### 本文抜粋
· · · · · · ·
23歳を迎えて来た高原で、初めて避暑地という概念の必要性を理解した。

様々な気候や感情の変動に、以前よりも敏感になった。
子供の頃は内なる衝動が世の中の全てで、東京から長野へと徐々に移り変わる景色もその投影の対象にしか過ぎなかった。それが今は、自分の中から流れ出す何かと目の前で漸進的に変化する情景が溶け合うその一点に自分がいるような感覚になった。観念的に言えばそれは外界はコントロールできないものなのだという諦念を得たということかもしれないが、年を重ねることは何も諦めるばかりのことでもないような気がした。少なくとも僕は、避暑地というものに積極的な意義を見出だすことができた…


ラウンジは僕のお気に入りの場所だ。
昼間に行っても暖炉に薪火は灯いていないが、乾いたサウナみたいに木の香りが紅茶に溶けていく。ソファから左へと視線を逸らすと山の輪郭より上がグレーになった空から大きな窓が曖昧な日光を受けている。

飲むか吸うか読むだけの生物。
高原に来ると、自然の深緑と曇り空の青がかったグレーで自然と落ち着くことができる。渋谷のオフィスに眠い体を引きずっていく時の僕は、照りつける太陽が眩しくて意識が半分白飛びしてしまているような感覚だが、ここにいる時は目をじっと広げてみたくなる。
· · · · · · ·
### 提供された記録
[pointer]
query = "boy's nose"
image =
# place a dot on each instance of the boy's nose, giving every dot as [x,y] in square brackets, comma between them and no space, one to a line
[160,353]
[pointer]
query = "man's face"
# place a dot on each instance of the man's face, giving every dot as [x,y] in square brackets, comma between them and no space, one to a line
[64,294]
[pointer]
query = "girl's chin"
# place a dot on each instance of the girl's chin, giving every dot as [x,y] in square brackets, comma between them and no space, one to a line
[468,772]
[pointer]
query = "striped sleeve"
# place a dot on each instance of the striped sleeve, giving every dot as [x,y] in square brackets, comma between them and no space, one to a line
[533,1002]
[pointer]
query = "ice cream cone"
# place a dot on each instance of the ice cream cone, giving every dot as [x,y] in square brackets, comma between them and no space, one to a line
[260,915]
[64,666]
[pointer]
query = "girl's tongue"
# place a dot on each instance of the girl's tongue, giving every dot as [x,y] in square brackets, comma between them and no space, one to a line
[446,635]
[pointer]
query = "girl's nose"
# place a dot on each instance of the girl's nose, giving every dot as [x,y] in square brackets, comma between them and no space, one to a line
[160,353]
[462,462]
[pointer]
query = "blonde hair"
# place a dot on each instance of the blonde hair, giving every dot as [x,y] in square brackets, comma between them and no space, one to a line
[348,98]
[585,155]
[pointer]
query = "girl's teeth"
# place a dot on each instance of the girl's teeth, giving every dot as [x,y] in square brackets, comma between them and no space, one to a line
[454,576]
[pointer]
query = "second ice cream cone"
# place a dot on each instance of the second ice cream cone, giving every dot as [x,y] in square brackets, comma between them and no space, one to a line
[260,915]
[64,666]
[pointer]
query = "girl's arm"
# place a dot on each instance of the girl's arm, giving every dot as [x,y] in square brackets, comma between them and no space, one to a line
· · · · · · ·
### 課題一覧
1) 避暑地の文章のうち、「子供の頃は内なる衝動が世の中」から「目をじっと広げてみたくなる。」までを、両端の語句も含めて一字一句変えずに書き写して返してください。
2) 避暑地の文章の最後の文に続けて、その先を書き継いでください。
ここにある記録は、本文とは別の出典から取られたものです。

### 解答
1)
子供の頃は内なる衝動が世の中の全てで、東京から長野へと徐々に移り変わる景色もその投影の対象にしか過ぎなかった。それが今は、自分の中から流れ出す何かと目の前で漸進的に変化する情景が溶け合うその一点に自分がいるような感覚になった。観念的に言えばそれは外界はコントロールできないものなのだという諦念を得たということかもしれないが、年を重ねることは何も諦めるばかりのことでもないような気がした。少なくとも僕は、避暑地というものに積極的な意義を見出だすことができた…


ラウンジは僕のお気に入りの場所だ。
昼間に行っても暖炉に薪火は灯いていないが、乾いたサウナみたいに木の香りが紅茶に溶けていく。ソファから左へと視線を逸らすと山の輪郭より上がグレーになった空から大きな窓が曖昧な日光を受けている。

飲むか吸うか読むだけの生物。
高原に来ると、自然の深緑と曇り空の青がかったグレーで自然と落ち着くことができる。渋谷のオフィスに眠い体を引きずっていく時の僕は、照りつける太陽が眩しくて意識が半分白飛びしてしまているような感覚だが、ここにいる時は目をじっと広げてみたくなる。

2)
カフェから出て丘を歩くと、花の香りと赤蜻蛉、それに山脈の向こう側から雷が鳴っている。ニースのプラージュ・パロマで、ヴェルサイユ宮殿の庭園で、ここで命が終わっても全く悔いはないと思ってしまった過去を思い出した。周りに何もないので、急に雷が落ちて来てもおかしくないと思った。

森の奥に続く道があった。
堀辰雄の小説のように道を辿ると森の中に泉があって、そこにメデューサがいるのかもしれないと思いながら僕は奥へと吸い込まれていく。車に2本ある石畳の間に生え茂る草が不揃いな花々から生き生きとしたクローバー等に変わったのをみて少しゾッとした。立ち止まると風の音も雷ももう聞こえず…自分の脳みその中でどゅーんとドロドロした何かが流れ続けている音だけが響いた。

絶えず変化し続けるドロドロの統一体として僕らは生きているように感じる。しかしそれだけではダメで、やはり世界を言葉で切り取ってそこに意味を与えないといけないのだ。時々ノイズのない世界に来てドロドロで流動的で曖昧な自分の姿を感じながら、それでも意味を与えて生きていく積極性みたいなものを都会にいる普段から見出していけるように努力していく。この営みを忘れてはいけない、と思った。